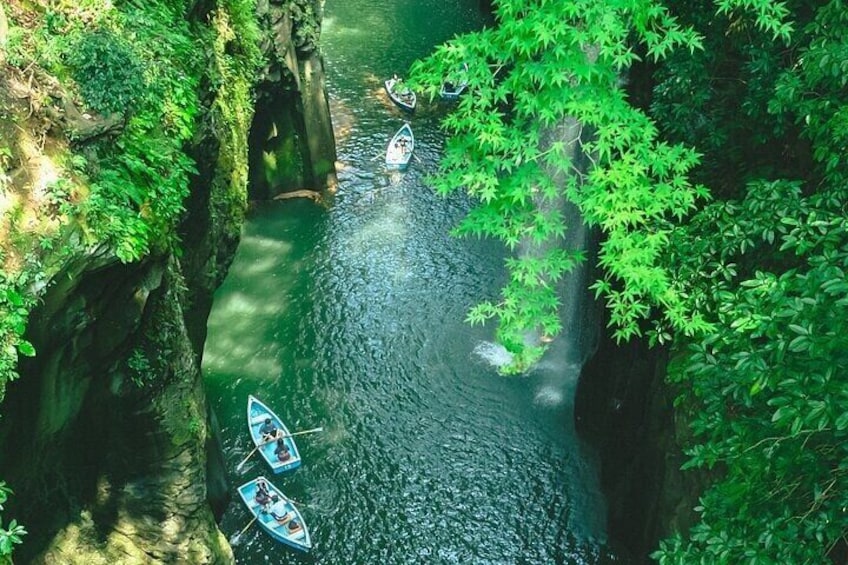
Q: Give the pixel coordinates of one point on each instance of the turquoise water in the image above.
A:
(350, 317)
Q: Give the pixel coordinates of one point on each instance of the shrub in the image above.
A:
(109, 74)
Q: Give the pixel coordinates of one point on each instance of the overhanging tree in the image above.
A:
(752, 288)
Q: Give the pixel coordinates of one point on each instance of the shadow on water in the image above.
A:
(352, 318)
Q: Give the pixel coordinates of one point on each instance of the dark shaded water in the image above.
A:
(351, 317)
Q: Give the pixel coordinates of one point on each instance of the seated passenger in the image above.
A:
(294, 526)
(279, 510)
(282, 450)
(269, 431)
(263, 496)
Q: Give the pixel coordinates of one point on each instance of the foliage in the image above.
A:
(236, 31)
(11, 535)
(549, 120)
(752, 289)
(15, 305)
(307, 28)
(108, 72)
(147, 61)
(766, 392)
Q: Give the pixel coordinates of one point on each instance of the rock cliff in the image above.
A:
(106, 438)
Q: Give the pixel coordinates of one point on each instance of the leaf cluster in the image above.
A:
(548, 125)
(12, 534)
(108, 71)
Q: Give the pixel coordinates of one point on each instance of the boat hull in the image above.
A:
(257, 411)
(301, 540)
(400, 149)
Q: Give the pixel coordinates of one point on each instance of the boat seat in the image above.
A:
(286, 519)
(259, 419)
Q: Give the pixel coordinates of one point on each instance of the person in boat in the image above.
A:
(294, 526)
(263, 495)
(282, 450)
(279, 510)
(269, 431)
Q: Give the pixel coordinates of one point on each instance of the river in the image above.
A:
(351, 317)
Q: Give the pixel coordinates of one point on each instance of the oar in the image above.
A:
(312, 431)
(249, 455)
(235, 539)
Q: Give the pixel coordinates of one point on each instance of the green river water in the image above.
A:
(351, 317)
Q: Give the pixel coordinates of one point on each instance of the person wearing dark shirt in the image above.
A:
(263, 496)
(268, 430)
(282, 450)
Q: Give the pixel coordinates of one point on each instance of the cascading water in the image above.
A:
(351, 317)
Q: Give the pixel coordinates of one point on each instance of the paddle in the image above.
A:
(249, 455)
(235, 539)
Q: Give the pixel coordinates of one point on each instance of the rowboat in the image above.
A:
(257, 414)
(451, 90)
(400, 94)
(399, 151)
(291, 529)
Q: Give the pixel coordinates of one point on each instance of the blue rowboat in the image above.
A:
(291, 530)
(399, 151)
(400, 94)
(257, 413)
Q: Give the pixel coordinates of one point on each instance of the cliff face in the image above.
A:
(625, 408)
(106, 439)
(292, 145)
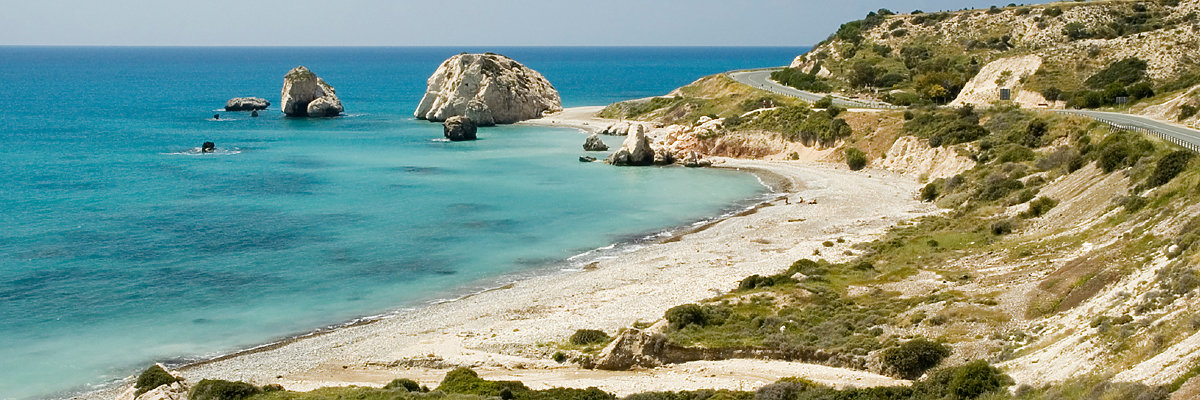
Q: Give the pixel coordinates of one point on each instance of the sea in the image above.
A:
(123, 245)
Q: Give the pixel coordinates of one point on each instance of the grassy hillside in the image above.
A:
(929, 58)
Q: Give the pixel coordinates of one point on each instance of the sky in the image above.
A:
(439, 22)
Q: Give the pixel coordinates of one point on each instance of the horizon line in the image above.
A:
(421, 46)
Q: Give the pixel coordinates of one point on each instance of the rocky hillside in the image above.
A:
(1042, 51)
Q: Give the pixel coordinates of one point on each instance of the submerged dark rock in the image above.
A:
(593, 143)
(246, 103)
(459, 129)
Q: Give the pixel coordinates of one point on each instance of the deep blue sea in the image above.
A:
(120, 246)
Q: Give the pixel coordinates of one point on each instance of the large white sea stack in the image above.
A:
(489, 89)
(306, 95)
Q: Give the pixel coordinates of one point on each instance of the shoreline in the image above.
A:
(505, 329)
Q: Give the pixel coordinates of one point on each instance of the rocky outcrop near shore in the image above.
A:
(593, 143)
(624, 129)
(247, 103)
(636, 150)
(307, 95)
(174, 387)
(459, 129)
(489, 89)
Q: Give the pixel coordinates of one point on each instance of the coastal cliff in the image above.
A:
(487, 89)
(1048, 55)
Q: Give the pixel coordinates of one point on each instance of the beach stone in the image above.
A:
(246, 103)
(593, 143)
(487, 88)
(459, 127)
(634, 151)
(306, 95)
(633, 347)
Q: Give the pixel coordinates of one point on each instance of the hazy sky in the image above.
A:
(439, 22)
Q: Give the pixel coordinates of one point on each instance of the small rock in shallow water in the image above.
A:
(593, 143)
(459, 127)
(246, 103)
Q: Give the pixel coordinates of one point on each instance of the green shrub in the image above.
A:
(1121, 149)
(683, 316)
(1039, 207)
(801, 79)
(969, 381)
(1187, 111)
(466, 381)
(1169, 166)
(1125, 72)
(1002, 227)
(154, 377)
(823, 102)
(997, 186)
(589, 336)
(913, 358)
(219, 389)
(759, 281)
(856, 159)
(929, 192)
(403, 383)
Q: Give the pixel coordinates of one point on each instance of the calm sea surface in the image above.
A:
(120, 246)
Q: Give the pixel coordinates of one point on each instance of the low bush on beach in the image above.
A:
(405, 383)
(154, 377)
(466, 381)
(589, 336)
(219, 389)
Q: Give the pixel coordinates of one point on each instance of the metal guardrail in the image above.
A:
(1143, 130)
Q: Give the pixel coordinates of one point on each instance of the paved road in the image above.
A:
(761, 79)
(1186, 137)
(1179, 135)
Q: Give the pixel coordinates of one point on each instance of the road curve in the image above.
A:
(761, 79)
(1186, 137)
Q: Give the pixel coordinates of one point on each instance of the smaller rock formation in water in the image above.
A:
(624, 129)
(693, 160)
(459, 129)
(487, 88)
(246, 103)
(634, 151)
(593, 143)
(306, 95)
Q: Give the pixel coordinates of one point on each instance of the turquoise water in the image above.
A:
(120, 246)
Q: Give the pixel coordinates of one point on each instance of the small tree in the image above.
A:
(856, 159)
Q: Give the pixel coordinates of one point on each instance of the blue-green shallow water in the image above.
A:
(120, 246)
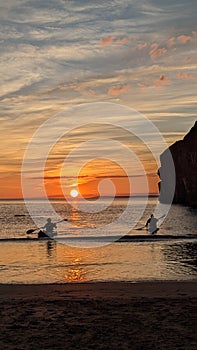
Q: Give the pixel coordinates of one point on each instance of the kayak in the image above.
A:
(104, 239)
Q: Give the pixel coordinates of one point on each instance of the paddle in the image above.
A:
(141, 228)
(39, 228)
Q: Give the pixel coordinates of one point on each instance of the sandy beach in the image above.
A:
(111, 315)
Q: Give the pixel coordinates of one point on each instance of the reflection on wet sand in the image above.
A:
(184, 254)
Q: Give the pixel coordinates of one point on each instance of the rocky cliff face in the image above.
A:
(184, 154)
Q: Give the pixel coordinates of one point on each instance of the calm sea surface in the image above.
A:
(50, 261)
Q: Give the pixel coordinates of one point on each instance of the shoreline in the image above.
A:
(112, 289)
(99, 315)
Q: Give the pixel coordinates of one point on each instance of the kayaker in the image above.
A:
(49, 227)
(151, 225)
(47, 230)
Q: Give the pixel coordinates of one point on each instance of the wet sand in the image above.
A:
(111, 315)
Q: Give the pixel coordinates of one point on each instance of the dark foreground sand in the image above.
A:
(148, 315)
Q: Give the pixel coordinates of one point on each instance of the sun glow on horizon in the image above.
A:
(74, 193)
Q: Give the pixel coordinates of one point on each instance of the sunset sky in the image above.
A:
(57, 54)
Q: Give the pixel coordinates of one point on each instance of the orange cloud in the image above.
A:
(91, 93)
(118, 90)
(184, 75)
(184, 38)
(107, 41)
(162, 81)
(171, 41)
(122, 41)
(141, 85)
(156, 51)
(187, 60)
(141, 46)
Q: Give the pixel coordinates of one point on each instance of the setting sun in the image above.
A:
(74, 193)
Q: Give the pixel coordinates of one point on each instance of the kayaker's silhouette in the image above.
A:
(48, 229)
(151, 224)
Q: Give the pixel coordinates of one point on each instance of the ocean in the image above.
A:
(53, 262)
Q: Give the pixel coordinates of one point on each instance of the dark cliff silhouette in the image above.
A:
(184, 154)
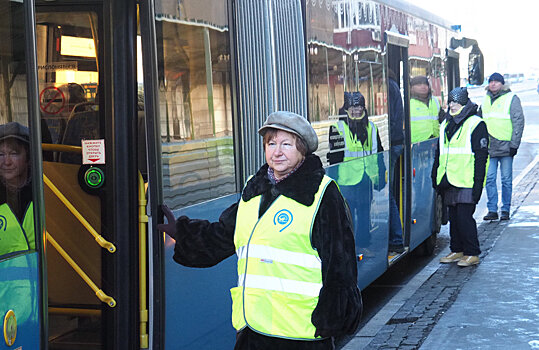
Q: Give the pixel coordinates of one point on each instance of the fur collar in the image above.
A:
(301, 186)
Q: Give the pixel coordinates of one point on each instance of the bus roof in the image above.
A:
(417, 11)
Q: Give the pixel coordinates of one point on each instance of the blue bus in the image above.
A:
(130, 105)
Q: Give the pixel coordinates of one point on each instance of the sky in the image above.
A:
(507, 31)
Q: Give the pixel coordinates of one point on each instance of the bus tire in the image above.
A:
(427, 247)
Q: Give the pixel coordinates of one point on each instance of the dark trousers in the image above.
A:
(246, 339)
(463, 229)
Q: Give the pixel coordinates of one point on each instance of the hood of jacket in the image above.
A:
(300, 186)
(504, 90)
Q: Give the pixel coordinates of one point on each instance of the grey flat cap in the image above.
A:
(14, 130)
(294, 123)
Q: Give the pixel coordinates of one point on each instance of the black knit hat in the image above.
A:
(353, 99)
(14, 130)
(459, 95)
(496, 77)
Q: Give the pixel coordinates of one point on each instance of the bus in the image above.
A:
(133, 104)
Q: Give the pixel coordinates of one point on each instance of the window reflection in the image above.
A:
(195, 101)
(345, 56)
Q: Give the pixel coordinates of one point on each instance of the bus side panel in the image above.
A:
(198, 302)
(422, 192)
(19, 292)
(369, 206)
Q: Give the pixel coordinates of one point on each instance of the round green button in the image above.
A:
(94, 177)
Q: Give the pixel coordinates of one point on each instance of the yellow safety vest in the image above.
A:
(424, 119)
(456, 155)
(498, 117)
(352, 173)
(14, 236)
(279, 272)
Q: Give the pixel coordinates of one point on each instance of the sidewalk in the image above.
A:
(494, 305)
(498, 308)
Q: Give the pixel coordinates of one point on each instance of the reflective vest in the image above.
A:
(424, 119)
(352, 173)
(279, 272)
(456, 155)
(14, 236)
(497, 116)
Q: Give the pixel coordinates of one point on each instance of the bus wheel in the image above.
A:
(427, 247)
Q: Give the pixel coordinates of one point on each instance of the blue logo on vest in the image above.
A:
(3, 223)
(283, 217)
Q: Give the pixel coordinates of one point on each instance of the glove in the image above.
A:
(170, 227)
(476, 193)
(512, 152)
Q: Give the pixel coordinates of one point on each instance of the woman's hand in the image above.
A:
(170, 227)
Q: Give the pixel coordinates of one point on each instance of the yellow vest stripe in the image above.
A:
(280, 255)
(281, 285)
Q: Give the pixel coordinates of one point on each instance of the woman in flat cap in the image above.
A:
(292, 233)
(16, 212)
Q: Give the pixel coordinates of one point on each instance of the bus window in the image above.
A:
(68, 78)
(196, 104)
(337, 69)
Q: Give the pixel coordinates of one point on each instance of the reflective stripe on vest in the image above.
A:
(352, 173)
(15, 237)
(279, 272)
(456, 155)
(353, 147)
(424, 119)
(498, 116)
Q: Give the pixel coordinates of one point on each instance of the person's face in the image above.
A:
(282, 154)
(356, 112)
(420, 90)
(494, 86)
(454, 106)
(13, 163)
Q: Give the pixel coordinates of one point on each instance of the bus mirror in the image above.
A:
(476, 66)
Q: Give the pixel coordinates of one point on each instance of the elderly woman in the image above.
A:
(458, 173)
(292, 233)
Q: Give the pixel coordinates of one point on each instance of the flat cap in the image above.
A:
(294, 123)
(14, 130)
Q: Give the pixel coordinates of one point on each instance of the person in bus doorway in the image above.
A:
(396, 126)
(425, 110)
(502, 111)
(293, 235)
(458, 174)
(353, 136)
(16, 212)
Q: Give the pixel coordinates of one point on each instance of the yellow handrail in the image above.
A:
(98, 292)
(143, 220)
(100, 240)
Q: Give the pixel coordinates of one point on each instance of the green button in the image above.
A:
(94, 177)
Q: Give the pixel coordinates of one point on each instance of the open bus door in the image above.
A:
(400, 168)
(87, 112)
(21, 254)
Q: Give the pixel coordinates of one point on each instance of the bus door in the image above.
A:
(20, 202)
(452, 69)
(399, 172)
(89, 173)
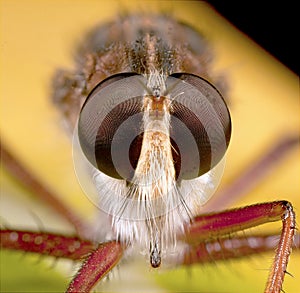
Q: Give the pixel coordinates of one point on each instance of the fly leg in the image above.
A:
(216, 225)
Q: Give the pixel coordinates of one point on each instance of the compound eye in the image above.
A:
(109, 126)
(200, 125)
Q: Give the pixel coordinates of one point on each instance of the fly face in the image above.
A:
(150, 132)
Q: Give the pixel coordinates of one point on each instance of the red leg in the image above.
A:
(33, 184)
(252, 175)
(46, 244)
(232, 248)
(96, 267)
(216, 225)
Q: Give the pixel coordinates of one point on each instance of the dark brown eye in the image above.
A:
(204, 114)
(109, 126)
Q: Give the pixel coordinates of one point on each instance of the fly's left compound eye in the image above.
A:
(200, 123)
(111, 124)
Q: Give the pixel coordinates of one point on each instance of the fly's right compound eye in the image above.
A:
(109, 126)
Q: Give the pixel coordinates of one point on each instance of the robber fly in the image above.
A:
(150, 132)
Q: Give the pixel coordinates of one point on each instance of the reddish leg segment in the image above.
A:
(96, 266)
(46, 244)
(232, 248)
(216, 225)
(252, 175)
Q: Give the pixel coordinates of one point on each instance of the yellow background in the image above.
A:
(37, 37)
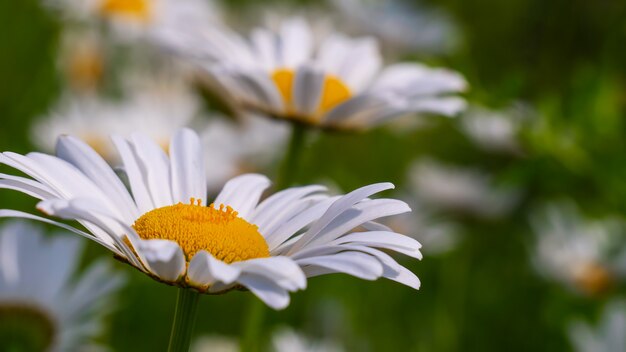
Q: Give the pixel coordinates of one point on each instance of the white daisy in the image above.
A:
(581, 254)
(460, 189)
(436, 234)
(332, 82)
(138, 18)
(165, 227)
(288, 340)
(41, 306)
(248, 145)
(607, 336)
(156, 108)
(495, 131)
(400, 26)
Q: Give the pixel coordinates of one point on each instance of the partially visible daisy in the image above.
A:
(581, 254)
(607, 336)
(495, 131)
(138, 18)
(156, 108)
(288, 340)
(166, 228)
(333, 82)
(215, 343)
(401, 26)
(460, 189)
(42, 307)
(436, 234)
(247, 145)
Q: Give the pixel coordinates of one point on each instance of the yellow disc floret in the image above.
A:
(334, 92)
(194, 227)
(138, 9)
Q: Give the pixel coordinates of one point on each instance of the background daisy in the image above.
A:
(44, 303)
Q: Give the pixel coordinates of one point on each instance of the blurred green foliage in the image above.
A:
(564, 57)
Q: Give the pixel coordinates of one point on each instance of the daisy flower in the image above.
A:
(495, 131)
(42, 308)
(166, 228)
(460, 189)
(581, 254)
(157, 108)
(333, 82)
(137, 18)
(608, 336)
(240, 146)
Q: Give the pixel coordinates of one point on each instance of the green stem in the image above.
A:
(289, 167)
(184, 320)
(253, 323)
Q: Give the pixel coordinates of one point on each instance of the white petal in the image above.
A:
(242, 193)
(5, 213)
(282, 270)
(296, 42)
(204, 269)
(357, 264)
(307, 89)
(135, 173)
(337, 208)
(98, 171)
(384, 239)
(271, 208)
(419, 79)
(27, 186)
(164, 258)
(275, 238)
(87, 210)
(157, 169)
(266, 290)
(357, 215)
(187, 165)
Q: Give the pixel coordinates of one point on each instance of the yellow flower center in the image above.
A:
(334, 91)
(194, 227)
(138, 9)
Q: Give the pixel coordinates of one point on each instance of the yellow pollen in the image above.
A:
(194, 227)
(138, 9)
(334, 91)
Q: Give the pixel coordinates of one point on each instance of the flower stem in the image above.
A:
(184, 320)
(289, 167)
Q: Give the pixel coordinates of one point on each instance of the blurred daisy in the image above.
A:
(332, 82)
(138, 18)
(495, 131)
(288, 340)
(460, 189)
(215, 343)
(41, 307)
(583, 255)
(169, 231)
(248, 145)
(608, 336)
(400, 26)
(436, 235)
(155, 108)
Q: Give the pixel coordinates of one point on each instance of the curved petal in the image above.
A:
(266, 290)
(85, 159)
(282, 270)
(357, 215)
(363, 266)
(164, 258)
(204, 270)
(242, 193)
(187, 165)
(337, 208)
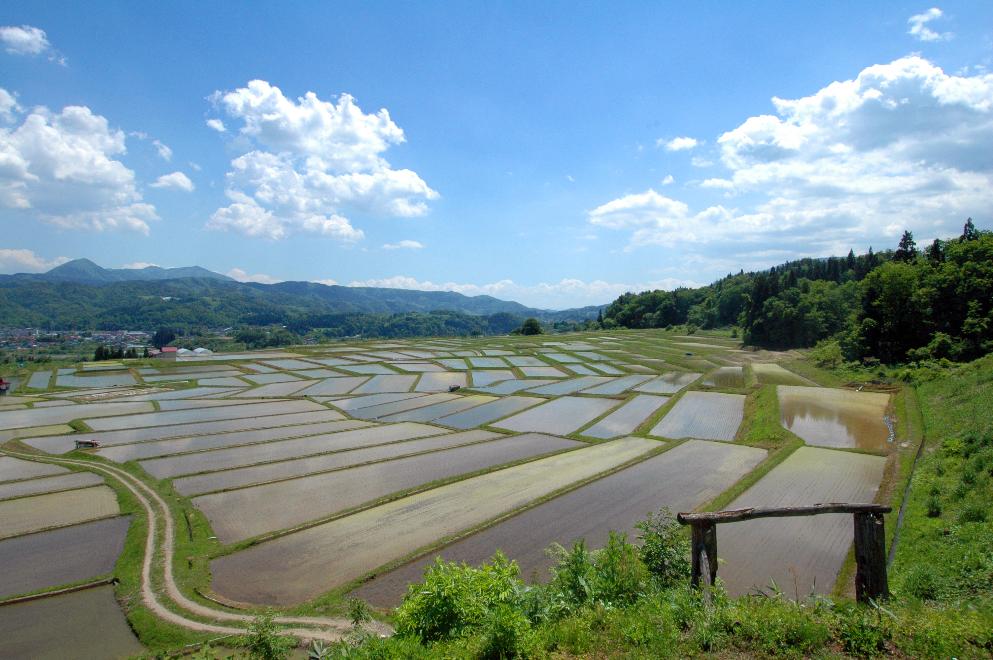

● Task description
Copy each line from the data above that includes "hillside".

● Solution for this task
Q: Give the pixel coordinates of one point on each instance of the grassy hillside in the image above.
Q: Give the pixel coordinates of one point on each instance of the rocky hillside in the image above.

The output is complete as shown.